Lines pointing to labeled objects
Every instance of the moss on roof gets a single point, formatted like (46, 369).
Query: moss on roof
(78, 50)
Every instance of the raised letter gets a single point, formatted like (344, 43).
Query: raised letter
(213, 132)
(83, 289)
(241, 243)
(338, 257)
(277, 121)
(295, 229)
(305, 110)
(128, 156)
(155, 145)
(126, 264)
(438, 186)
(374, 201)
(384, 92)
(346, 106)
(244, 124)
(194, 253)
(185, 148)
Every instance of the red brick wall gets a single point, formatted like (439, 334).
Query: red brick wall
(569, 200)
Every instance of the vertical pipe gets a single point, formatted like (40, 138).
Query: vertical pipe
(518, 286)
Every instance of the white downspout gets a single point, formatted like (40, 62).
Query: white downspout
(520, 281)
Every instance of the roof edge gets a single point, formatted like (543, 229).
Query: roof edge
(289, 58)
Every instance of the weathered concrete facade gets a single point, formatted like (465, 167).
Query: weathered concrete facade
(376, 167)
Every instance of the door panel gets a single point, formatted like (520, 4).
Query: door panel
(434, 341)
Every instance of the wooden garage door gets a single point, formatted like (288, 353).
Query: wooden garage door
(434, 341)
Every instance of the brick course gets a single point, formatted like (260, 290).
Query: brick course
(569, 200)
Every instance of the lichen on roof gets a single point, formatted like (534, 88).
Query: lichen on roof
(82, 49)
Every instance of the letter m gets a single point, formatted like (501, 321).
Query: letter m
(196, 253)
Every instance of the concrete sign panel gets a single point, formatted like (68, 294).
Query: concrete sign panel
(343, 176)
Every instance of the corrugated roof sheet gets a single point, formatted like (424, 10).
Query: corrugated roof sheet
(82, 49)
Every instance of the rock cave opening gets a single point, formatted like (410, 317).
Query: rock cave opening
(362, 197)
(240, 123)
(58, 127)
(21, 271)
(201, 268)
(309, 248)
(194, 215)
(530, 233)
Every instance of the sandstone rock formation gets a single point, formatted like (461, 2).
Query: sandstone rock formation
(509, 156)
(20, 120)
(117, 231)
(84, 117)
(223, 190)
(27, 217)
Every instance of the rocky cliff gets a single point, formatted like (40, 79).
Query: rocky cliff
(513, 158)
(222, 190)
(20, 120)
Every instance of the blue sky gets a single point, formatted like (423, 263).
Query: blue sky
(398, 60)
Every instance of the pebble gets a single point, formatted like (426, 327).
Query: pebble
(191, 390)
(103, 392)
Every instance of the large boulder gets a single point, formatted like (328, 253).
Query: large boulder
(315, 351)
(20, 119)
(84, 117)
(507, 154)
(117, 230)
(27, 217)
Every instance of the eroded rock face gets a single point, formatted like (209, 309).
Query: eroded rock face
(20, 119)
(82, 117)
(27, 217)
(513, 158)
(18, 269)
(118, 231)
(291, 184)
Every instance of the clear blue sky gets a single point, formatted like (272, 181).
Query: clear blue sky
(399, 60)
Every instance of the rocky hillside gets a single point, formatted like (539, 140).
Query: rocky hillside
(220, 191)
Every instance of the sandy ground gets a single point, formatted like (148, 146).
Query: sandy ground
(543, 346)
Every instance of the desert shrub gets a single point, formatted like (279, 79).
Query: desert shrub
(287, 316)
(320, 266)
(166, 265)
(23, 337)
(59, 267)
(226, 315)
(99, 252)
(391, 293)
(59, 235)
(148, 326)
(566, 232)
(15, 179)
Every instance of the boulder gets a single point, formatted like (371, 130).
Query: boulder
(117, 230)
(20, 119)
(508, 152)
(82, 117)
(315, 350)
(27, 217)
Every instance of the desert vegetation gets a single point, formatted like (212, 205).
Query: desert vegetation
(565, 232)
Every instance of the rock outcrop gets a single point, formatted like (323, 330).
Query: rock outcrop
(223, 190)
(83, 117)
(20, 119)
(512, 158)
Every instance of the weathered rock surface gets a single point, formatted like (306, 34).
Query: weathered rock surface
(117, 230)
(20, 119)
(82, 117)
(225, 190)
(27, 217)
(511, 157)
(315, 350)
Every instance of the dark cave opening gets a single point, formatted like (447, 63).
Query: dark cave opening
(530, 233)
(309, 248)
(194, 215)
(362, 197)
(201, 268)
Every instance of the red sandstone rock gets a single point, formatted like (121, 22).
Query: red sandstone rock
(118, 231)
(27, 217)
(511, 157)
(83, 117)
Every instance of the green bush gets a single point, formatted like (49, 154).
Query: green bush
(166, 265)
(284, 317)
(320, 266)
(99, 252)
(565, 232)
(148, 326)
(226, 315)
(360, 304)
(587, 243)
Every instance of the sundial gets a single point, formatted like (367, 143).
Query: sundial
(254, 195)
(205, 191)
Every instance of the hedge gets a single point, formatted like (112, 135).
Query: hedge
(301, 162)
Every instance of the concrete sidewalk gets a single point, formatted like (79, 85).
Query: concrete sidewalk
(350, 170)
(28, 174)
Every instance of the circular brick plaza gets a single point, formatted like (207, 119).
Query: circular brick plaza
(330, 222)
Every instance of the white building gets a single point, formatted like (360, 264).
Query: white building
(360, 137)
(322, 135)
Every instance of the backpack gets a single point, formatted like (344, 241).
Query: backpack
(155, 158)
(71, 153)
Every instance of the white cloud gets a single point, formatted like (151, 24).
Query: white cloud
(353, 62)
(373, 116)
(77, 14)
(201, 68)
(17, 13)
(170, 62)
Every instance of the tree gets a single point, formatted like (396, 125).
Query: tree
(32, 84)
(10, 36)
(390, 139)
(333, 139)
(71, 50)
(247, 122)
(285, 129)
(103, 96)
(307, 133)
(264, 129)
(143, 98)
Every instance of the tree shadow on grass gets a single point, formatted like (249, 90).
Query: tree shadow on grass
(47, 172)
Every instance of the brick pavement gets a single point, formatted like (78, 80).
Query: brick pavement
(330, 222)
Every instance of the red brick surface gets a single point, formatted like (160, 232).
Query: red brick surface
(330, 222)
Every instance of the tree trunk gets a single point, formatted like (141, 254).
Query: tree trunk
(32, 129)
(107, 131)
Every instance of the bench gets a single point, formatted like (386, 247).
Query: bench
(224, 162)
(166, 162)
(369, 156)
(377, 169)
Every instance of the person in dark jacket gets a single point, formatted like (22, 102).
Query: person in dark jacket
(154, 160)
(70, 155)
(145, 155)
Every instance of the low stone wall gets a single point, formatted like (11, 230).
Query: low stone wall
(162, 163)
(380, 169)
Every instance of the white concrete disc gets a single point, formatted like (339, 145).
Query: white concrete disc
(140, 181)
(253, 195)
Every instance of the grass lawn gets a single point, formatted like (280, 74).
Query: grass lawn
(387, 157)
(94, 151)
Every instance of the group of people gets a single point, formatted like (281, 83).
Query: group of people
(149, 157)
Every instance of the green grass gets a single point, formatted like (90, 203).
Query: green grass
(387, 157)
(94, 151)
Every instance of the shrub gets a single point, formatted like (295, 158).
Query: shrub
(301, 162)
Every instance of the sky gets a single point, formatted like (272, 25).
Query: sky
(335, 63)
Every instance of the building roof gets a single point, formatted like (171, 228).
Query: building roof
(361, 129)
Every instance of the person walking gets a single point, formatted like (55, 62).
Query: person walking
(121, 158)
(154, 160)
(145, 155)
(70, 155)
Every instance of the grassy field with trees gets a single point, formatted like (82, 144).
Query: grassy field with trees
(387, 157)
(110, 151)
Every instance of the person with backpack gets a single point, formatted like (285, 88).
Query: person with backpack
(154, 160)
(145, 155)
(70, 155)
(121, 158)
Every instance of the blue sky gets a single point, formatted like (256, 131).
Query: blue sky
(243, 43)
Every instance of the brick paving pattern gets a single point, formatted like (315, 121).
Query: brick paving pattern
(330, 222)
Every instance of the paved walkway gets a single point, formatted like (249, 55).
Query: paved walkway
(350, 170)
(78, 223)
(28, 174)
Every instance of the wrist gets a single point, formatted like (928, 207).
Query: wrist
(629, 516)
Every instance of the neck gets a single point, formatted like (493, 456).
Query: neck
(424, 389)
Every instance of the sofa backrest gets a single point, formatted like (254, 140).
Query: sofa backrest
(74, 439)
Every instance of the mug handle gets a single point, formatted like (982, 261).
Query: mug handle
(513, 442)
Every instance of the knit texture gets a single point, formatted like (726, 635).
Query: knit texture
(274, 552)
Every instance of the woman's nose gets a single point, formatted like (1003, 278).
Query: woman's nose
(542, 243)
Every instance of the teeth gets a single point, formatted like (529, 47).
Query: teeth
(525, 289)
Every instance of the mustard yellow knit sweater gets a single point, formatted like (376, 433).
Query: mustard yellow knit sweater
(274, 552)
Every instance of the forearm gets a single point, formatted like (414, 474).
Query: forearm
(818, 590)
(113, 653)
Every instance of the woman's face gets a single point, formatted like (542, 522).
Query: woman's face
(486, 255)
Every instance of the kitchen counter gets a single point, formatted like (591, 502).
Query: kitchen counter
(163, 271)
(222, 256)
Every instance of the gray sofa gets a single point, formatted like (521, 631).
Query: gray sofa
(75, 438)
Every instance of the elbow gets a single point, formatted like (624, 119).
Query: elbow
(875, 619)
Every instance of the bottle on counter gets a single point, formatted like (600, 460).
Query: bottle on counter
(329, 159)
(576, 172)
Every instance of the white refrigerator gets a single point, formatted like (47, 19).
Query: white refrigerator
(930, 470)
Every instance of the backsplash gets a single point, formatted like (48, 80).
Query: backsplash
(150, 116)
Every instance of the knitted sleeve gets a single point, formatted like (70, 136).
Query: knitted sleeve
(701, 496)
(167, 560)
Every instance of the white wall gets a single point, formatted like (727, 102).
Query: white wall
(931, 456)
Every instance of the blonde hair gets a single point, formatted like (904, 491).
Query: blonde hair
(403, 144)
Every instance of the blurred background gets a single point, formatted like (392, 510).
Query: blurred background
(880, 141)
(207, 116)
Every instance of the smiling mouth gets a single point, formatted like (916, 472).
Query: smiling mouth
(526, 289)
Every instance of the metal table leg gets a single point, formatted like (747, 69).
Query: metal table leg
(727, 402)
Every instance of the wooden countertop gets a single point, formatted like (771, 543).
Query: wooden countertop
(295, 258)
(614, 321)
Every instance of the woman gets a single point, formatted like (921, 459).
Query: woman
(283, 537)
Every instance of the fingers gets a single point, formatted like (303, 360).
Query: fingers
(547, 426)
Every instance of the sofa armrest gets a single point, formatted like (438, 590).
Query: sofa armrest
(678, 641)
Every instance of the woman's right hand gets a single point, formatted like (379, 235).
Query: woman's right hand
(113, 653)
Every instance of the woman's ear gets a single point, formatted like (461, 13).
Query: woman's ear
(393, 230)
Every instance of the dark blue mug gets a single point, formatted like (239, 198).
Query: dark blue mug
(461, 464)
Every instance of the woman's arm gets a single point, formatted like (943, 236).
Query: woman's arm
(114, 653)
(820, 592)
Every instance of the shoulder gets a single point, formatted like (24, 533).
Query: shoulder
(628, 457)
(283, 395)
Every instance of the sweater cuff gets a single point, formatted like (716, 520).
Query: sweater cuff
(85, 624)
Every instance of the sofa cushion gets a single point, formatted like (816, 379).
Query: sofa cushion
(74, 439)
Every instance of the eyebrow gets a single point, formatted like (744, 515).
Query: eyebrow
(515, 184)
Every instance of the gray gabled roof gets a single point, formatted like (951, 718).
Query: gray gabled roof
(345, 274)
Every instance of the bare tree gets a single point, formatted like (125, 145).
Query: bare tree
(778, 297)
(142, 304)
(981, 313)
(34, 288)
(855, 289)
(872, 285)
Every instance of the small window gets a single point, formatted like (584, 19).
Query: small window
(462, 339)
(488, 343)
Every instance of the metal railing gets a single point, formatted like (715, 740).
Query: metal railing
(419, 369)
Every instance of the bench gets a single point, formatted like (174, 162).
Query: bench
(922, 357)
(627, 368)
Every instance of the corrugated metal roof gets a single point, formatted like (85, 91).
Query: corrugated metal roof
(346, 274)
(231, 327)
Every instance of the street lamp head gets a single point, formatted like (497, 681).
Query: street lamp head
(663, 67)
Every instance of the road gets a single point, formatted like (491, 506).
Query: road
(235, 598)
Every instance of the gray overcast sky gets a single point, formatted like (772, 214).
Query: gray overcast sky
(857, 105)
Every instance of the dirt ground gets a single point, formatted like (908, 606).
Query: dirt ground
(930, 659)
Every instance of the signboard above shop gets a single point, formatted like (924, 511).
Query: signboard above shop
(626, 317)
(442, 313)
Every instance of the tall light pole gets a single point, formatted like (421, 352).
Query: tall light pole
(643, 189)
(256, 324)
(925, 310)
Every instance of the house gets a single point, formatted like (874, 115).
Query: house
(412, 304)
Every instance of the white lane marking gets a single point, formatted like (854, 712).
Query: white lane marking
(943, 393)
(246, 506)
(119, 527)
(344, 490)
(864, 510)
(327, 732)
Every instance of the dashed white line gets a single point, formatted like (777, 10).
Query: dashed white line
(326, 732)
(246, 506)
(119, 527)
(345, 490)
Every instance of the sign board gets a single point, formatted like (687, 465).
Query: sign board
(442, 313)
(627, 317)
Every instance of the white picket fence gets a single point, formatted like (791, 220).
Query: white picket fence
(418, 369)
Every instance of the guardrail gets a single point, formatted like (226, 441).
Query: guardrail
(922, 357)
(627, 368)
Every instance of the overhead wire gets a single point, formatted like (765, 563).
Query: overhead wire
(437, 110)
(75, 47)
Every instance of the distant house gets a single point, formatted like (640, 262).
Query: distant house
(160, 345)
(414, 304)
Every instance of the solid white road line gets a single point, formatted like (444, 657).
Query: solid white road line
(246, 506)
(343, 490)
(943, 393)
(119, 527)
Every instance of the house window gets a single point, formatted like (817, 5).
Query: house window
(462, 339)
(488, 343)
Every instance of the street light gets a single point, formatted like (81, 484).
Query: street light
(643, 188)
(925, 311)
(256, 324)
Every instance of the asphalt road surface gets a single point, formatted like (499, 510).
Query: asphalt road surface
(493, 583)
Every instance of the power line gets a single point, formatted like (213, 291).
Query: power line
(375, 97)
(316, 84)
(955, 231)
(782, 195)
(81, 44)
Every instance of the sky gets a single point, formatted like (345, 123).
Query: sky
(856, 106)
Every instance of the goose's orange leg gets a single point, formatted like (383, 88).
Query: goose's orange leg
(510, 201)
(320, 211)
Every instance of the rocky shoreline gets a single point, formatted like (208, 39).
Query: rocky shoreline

The exercise | Rewrite the lines from the one containing "Every instance of the power" through the end of the lines, changing "power line" to "electric wire" and keeping everything else the same.

Answer below |
Every instance of the electric wire gets a single point, formatted like (213, 291).
Query: electric wire
(375, 97)
(316, 84)
(955, 231)
(782, 195)
(81, 44)
Every instance of the sky gets a single point, formatted like (345, 123).
Query: sky
(856, 106)
Every instance of the goose's orange leg gets a single point, formatted like (383, 88).
Query: goose's orange leg
(510, 201)
(320, 211)
Every instance of the rocky shoreline gets a single point, formatted like (208, 39).
Query: rocky shoreline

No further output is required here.